Énoncé: Dans l'entretien avec Sleigh Bells ci-dessous, recopiez à l'identique le passage qui commence aux mots « Entretien avec Sleigh » et s'arrête après « écourter notre discussion. ».

Entretien avec Sleigh Bells
Moins de deux ans après Treats, Sleigh Bells revient avec un deuxième album. Après avoir couru tous les festivals de la planète et notamment assuré la tournée finale de LCD Soundsystem, le duo se sent plus en confiance pour s’engager dans une nouvelle voie avec Reign of Terror. Le Transistor les a rencontrés quelques heures avant leur concert à la Machine : très à l’aise, Derek a même repoussé une interview téléphonique avec Pitchfork pour pas écourter notre discussion.
Sleigh Bells
La première impression de Reign of Terror c’est cette intensité amplifiée. « L’album est dense, mais rien ne se superpose. C’est juste que tous les sons sont bien lourds, avec de grosses batteries… alors que sur Treats, y’a rien, c’est un kick, un clap et une guitare sur toute la chanson. »
Sleigh Bells est toujours aussi puissant mais plus en subtilité. « Reign of Terror est plus mélodique mais il a été écrit différemment. Sur Treats, le rythme était la base et les guitares venaient par-dessus. Avant c’était les claps et les clics, et tout tournait autour des batteries. Alors que ce nouvel album est clairement basé sur les guitares, ça nous a permis de développer le potentiel des mélodies sur cet album. » En ressort un album plus lié, plus accessible, donc plus fort. « J’aime m’imposer des limites dans la création, ça me force à envisager les choses différemment. C’est ce que Jack White raconte tout le temps. Et je me retrouve dans ce conseil. Il parle toujours de trois couleurs, trois instruments… bon en même temps il est obsédé par la numérologie et le chiffre trois. Mais je m’identifie à cette manière de composer, que ça passe par les limites. »
Maître de tous les aspects de leur création, c’est Derek qui a fait cette pochette si violente. « On fait tout nous-mêmes. Les vidéos, l’artwork… On nous aide à l’exécuter, mais l’idée vient de nous. On est très insulaires, on se protège du monde extérieur. C’est Derek qui a produit les deux albums, il a joué tous les instruments. On veut garder le crédit de notre travail tant qu’on peut et comme on n’est pas à court d’idées… »
Les clips aussi ont tous été faits par le duo. « C’est un défi de tout réaliser par nous-mêmes. On nous propose bien entendu des scénarios de clip, mais on a nos propres idées. En gros, on se pose et on filme un moment à nous, détendus. Pour ‘Comeback Kid‘, on n’a pas essayé de faire un clip. On était tranquille et j’ai commencé à danser, et en gros, c’est les vidéos de deux jours passés à s’éclater, tout simplement. On a rien planifié ! »

Jeu de données:

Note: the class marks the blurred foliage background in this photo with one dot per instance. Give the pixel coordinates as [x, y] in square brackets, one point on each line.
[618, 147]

Solution:
Entretien avec Sleigh Bells
Moins de deux ans après Treats, Sleigh Bells revient avec un deuxième album. Après avoir couru tous les festivals de la planète et notamment assuré la tournée finale de LCD Soundsystem, le duo se sent plus en confiance pour s’engager dans une nouvelle voie avec Reign of Terror. Le Transistor les a rencontrés quelques heures avant leur concert à la Machine : très à l’aise, Derek a même repoussé une interview téléphonique avec Pitchfork pour pas écourter notre discussion.